[Assignment]
Check each line of the records for "windshield"; collect those that have it.

[Dataset]

______________________________

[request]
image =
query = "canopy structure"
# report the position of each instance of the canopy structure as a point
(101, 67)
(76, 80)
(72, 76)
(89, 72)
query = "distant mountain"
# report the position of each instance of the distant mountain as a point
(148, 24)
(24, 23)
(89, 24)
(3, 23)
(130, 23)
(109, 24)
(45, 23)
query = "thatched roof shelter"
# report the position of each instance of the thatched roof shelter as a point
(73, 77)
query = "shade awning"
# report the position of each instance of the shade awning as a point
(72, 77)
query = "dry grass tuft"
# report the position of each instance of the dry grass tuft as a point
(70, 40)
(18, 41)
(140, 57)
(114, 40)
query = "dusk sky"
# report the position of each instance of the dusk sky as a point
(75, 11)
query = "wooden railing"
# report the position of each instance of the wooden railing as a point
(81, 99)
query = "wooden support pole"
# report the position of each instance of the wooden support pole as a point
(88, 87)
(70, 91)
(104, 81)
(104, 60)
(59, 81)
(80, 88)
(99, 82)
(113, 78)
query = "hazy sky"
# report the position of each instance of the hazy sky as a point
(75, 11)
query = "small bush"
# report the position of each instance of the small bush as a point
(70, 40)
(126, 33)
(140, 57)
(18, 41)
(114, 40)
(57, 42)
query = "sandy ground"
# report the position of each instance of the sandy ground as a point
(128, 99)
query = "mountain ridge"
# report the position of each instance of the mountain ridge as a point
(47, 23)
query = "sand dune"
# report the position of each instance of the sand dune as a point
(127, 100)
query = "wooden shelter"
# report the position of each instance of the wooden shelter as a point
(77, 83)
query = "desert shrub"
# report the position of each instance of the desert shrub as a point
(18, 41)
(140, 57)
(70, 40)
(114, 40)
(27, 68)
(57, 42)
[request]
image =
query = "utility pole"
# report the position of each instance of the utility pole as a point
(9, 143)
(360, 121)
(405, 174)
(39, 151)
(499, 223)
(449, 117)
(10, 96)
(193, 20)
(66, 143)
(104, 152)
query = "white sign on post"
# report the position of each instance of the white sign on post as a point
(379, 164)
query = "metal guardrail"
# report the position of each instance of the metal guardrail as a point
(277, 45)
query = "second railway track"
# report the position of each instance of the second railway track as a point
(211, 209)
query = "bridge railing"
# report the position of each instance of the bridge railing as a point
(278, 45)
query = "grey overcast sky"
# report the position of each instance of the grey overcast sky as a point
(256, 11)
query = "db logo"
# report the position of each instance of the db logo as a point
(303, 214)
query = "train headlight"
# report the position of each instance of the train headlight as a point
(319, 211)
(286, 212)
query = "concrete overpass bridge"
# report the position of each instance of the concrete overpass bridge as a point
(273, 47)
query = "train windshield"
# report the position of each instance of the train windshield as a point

______________________________

[Solution]
query = "train windshield"
# report the position of each instance of the train windshield as a point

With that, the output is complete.